• SOURCE TEXT:
Positively Kick Ass

Take Your Ugly and Run

Lauren Hutton represents!

Lauren Hutton represents!

It's been too long since I checked in with Les Blank. Not that he's missed me - we've never met - but I've missed him. Blank is a documentary filmmaker, probably best known by those who know him at all for Burden of Dreams, his record of the making of Fitzcarraldo by Werner Herzog. (That sounds so dull and innocuous, but it's a journey to the ragged edge of madness, as you can see from the clip below.)

There was a stretch of years in my twenties when I leaned hard on Blank's example. What seems at first glance ironic about his choice of Herzog as a subject is that, while Herzog's aesthetic and philosophical bent is decidedly bleak, Blank's is unabashedly celebratory. His two favorite subjects are music and food  - titles include Yum, Yum, Yum! and Garlic Is as Good as Ten Mothers. His first filmic record of Herzog was not The Burden of Dreams, but Werner Herzog Eats His Shoe, the comic consequence of an imprudent bet Herzog had made with another documentarian, Errol Morris. (Alice Waters, of Chez Panisse fame, kindly braised the shoe in a garlicky stock for five hours before Herzog dug in. He declined to eat the sole, noting that he would not be expected to eat the bones of a chicken.)

• WORK TO COMPLETE: Condense the paragraph of the Les Blank text that begins "There was a stretch of years" into a short bulleted list that keeps its main facts.

• STORED ROWS:
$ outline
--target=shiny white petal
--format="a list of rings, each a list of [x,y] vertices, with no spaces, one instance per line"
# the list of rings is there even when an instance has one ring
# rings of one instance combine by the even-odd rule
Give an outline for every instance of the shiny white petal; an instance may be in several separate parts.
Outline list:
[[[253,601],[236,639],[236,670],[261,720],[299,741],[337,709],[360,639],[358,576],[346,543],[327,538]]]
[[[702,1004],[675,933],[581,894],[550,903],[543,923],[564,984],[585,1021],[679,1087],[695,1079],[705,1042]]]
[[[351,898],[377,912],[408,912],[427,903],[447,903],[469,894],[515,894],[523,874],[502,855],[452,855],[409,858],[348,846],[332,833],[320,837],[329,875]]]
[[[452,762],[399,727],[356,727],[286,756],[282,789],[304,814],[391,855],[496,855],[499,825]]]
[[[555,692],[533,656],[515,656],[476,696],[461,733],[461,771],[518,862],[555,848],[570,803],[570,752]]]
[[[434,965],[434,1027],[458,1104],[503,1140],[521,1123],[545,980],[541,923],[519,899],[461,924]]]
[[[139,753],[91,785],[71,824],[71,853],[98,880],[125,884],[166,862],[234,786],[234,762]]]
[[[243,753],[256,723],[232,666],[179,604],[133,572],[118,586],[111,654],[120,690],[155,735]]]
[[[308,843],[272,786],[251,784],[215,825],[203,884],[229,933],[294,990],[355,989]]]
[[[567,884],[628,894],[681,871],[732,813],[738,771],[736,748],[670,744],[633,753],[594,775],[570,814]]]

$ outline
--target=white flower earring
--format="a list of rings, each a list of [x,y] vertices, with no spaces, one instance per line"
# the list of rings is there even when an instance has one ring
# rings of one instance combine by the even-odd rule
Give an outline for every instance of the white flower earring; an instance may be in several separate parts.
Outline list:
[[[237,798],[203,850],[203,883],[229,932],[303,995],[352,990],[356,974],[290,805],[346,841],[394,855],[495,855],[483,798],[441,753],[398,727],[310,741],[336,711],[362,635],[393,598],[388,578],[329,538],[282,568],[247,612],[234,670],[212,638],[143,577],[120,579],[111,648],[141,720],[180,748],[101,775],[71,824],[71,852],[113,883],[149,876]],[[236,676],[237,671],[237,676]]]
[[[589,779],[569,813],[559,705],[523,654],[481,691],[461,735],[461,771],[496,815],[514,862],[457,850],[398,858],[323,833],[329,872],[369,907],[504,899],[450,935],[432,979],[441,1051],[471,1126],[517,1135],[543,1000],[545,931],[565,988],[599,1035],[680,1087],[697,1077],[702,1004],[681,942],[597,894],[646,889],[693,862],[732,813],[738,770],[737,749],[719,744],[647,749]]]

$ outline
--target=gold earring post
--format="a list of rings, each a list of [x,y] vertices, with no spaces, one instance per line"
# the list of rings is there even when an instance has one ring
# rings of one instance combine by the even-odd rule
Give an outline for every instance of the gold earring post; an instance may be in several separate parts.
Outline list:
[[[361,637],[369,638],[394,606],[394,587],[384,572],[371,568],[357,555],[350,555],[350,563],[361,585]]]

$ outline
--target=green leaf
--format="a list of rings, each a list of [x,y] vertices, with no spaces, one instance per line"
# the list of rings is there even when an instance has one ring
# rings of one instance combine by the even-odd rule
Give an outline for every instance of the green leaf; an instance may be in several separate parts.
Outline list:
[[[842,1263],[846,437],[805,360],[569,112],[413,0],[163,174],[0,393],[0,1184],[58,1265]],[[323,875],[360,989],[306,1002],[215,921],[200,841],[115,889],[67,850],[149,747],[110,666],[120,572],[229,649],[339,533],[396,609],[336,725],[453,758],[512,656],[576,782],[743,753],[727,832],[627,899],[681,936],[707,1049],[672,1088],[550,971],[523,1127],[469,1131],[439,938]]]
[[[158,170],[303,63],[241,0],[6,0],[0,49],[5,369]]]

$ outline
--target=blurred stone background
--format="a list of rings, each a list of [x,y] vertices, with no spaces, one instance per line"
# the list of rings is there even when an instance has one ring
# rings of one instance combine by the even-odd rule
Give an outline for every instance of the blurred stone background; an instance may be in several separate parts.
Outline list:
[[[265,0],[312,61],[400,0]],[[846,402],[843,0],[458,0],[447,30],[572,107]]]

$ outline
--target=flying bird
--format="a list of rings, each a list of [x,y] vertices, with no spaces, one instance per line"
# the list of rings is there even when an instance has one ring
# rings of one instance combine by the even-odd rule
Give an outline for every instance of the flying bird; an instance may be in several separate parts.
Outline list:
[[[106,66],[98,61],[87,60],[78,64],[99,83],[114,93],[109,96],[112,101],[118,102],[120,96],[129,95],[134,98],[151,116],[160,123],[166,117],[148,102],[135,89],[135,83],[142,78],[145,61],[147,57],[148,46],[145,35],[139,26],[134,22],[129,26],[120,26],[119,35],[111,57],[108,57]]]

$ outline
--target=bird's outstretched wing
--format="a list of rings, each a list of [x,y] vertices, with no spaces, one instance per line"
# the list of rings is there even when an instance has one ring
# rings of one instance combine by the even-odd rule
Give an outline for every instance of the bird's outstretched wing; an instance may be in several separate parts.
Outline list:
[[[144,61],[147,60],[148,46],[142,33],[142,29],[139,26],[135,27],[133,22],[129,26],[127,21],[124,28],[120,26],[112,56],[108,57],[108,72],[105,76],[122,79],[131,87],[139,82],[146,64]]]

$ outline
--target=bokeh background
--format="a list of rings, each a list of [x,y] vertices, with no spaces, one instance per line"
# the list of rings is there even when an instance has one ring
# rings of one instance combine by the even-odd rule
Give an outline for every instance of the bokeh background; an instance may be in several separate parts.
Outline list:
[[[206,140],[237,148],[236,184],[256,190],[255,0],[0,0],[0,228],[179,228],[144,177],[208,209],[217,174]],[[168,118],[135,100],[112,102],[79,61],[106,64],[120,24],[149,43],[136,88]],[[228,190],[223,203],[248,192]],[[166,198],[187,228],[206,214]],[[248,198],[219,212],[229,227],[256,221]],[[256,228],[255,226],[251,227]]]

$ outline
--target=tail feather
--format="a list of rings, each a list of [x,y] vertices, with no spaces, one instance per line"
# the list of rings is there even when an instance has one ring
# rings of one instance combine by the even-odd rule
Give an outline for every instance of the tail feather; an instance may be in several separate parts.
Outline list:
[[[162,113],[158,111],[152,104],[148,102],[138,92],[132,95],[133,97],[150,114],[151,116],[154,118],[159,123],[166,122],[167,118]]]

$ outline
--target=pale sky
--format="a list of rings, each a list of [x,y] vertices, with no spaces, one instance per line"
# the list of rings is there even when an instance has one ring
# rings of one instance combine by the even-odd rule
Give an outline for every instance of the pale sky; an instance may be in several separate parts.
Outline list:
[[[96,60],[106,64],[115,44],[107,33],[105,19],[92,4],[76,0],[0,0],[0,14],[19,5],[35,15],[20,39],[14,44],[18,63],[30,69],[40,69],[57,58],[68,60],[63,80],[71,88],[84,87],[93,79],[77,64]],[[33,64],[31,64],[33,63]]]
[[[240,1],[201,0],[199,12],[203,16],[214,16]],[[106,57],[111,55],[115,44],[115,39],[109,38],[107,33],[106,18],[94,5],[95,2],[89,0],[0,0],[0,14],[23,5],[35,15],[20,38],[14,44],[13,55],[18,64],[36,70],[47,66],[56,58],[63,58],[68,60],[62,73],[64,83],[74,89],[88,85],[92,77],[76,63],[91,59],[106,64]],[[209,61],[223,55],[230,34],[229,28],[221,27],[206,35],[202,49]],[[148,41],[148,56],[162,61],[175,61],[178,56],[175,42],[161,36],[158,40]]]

• FINISHED ANSWER:
- In their twenties, the writer leaned hard on Blank's example.
- Blank's choice of Herzog as a subject seems ironic at first, since Herzog's outlook is bleak and Blank's is celebratory.
- Blank's two favorite subjects are music and food, with titles such as Yum, Yum, Yum! and Garlic Is as Good as Ten Mothers.
- His first film about Herzog was Werner Herzog Eats His Shoe, not Burden of Dreams.
- That film came from a bet Herzog made with documentarian Errol Morris.
- Alice Waters braised the shoe in a garlicky stock for five hours.
- Herzog ate the shoe but not the sole, saying he would not be expected to eat a chicken's bones.